> _Dataset content_
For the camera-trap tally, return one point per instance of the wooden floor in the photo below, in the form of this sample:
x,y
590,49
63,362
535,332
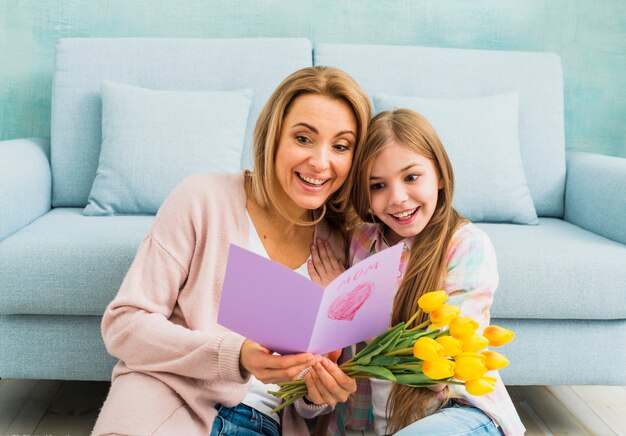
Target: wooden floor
x,y
51,407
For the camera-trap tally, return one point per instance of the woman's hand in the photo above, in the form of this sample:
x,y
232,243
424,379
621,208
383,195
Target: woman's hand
x,y
270,368
323,266
327,384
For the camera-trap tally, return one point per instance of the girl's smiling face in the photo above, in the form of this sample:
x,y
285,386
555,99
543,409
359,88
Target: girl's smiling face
x,y
404,187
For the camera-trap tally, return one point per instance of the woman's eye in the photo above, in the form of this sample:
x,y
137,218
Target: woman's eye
x,y
342,147
302,139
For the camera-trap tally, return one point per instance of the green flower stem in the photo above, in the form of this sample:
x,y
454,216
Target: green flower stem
x,y
409,366
421,326
401,352
452,382
443,333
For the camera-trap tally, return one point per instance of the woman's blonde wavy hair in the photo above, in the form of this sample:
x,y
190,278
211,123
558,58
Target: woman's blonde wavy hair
x,y
427,265
320,80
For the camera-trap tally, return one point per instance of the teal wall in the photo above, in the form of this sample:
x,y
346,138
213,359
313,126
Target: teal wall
x,y
589,35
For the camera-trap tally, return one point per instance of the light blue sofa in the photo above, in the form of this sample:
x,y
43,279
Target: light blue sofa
x,y
562,282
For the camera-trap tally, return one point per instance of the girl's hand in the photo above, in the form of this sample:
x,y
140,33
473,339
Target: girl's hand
x,y
270,368
327,384
323,266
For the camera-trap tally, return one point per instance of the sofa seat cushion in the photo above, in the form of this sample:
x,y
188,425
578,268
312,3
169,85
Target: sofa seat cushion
x,y
65,263
557,270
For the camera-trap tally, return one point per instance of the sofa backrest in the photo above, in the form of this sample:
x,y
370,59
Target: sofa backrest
x,y
181,64
459,73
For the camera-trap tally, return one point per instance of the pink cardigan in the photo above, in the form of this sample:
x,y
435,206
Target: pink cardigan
x,y
163,321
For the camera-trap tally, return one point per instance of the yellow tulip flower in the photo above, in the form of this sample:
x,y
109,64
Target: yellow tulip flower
x,y
438,369
442,316
451,346
495,360
475,343
463,327
481,386
427,349
432,301
469,367
497,335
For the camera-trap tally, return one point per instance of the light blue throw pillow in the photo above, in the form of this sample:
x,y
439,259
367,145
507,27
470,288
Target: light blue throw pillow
x,y
481,137
152,140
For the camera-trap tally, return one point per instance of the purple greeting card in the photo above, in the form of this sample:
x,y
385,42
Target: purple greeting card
x,y
288,313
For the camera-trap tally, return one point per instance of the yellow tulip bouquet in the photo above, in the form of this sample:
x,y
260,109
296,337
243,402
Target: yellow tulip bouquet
x,y
444,349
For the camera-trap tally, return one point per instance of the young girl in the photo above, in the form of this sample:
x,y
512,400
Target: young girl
x,y
403,192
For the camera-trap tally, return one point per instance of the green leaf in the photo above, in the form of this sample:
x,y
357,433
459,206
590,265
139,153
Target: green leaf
x,y
380,345
380,338
385,360
413,380
377,371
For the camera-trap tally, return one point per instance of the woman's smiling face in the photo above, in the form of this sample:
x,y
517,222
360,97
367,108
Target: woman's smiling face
x,y
315,149
404,187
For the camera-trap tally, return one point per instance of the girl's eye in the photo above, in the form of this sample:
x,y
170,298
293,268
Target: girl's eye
x,y
302,139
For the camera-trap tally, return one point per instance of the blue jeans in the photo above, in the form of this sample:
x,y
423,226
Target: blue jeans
x,y
243,420
456,419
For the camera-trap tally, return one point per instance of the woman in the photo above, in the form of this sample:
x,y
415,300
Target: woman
x,y
178,368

> _The problem_
Only the pictures are left behind; write out everything else in the records exactly.

> _Response to the task_
For the camera-trap tally, return one point per instance of the wooden floor in the photo below, in the form of this sample:
x,y
590,49
63,362
535,332
Target: wooden floor
x,y
51,407
For the camera-trap tally, return one point per instance of the woman's hand in the photo above, in the form of this sample:
x,y
232,243
424,379
621,208
383,195
Target: woman's hand
x,y
270,368
323,266
327,384
For the camera-trap tally, return one point per instance of the girl's smiling face in the photo above, in the form of this sample:
x,y
285,386
555,99
543,409
359,88
Target: girl's smiling face
x,y
404,187
For the camera-trap tally, return one point per instance of the woman's eye in the photo above, in the form of this sample:
x,y
137,218
Target: woman's eye
x,y
342,147
302,139
For the camera-trap tally, return one point per instance of the green flower stem in the photo above, in the form of this sample:
x,y
454,216
Target: green flower stem
x,y
409,366
421,326
401,352
452,382
443,333
For the camera-trap tally, return one point per instance of the woman's blonde wavy hair in the photo above, in the form of this sample:
x,y
190,278
211,123
558,58
Target: woman's blonde wavy hair
x,y
427,265
320,80
For the camera-trap tally, return one point per instance of the teal wall in the photo above, in the form of this sample:
x,y
346,138
213,359
313,126
Target: teal wall
x,y
589,35
For the camera-trap tally, return one point per instance of the light blue sofa in the photo above, in the form of this sample:
x,y
43,279
Target: light blue sofa
x,y
562,282
For the camera-trap tally, return one point per instance of the girl's hand in the photo above, in the form of this sample:
x,y
140,33
473,339
Target: girl's hand
x,y
270,368
327,384
323,266
For the camera-trap tally, return one point per instance of the sofa seat cushion in the photo above, in the form of this sample:
x,y
188,425
578,268
312,3
169,85
Target: sofa seat cushion
x,y
65,263
557,270
For the camera-trap tally, return one point per instance of the sofa backrest in the photo above, in the form of this sample:
x,y
370,59
Target: sofa backrest
x,y
181,64
459,73
For the camera-trap tally, return one point per instance of the pink cardigan in the photo above, in the form of this sample:
x,y
435,206
Target: pink cardigan
x,y
163,321
For the camera-trap tally, return one point per instance of the yellow tulip flower in the photo above, in the form of this sample:
x,y
109,64
Target: yellow tulip flower
x,y
438,369
442,316
451,346
495,360
475,343
463,327
481,386
427,349
432,301
469,367
497,335
For the camera-trap tally, return one point per instance of the light blue throw pillow in the photo above, in the form of this sample:
x,y
439,259
367,145
507,27
470,288
Target: light blue throw pillow
x,y
481,137
152,140
For the camera-trap tally, return one point per instance of the purple greeting card in the photo above, in the form of this sample:
x,y
385,42
Target: purple greeting card
x,y
288,313
For the camera-trap tally, return one point per instance of the yellow tulip bouquet in the photo above, in the form of this sample:
x,y
260,109
296,337
243,402
Target: yellow tulip bouquet
x,y
444,349
For the camera-trap tally, return one point per instance of the young girl in the photo above, in the form of this sample:
x,y
512,400
Target: young girl
x,y
403,192
For the camera-trap tally, return one point per instance of the green leaf in the photo above, in the form of this sample:
x,y
357,433
459,206
590,265
139,153
Target: green leaf
x,y
380,345
380,338
385,360
413,380
377,371
For the camera-trap tally, return one point per instance of the woman's smiling face in the photo above, in the form of this sample:
x,y
517,222
360,97
367,108
Target: woman's smiling face
x,y
315,149
404,187
For the camera-trap tally, return one point per instance of the girl's eye in the photo above, in the form of this sample:
x,y
170,298
293,268
Target: girl's eye
x,y
302,139
For the camera-trap tally, return one point per instance of the blue jeans in the photo above, in the form of this sample:
x,y
423,226
Target: blue jeans
x,y
243,420
456,419
For the camera-trap tally, return one point per instance of the woman in the photo above, in the form of this sample:
x,y
415,300
Target: woman
x,y
178,368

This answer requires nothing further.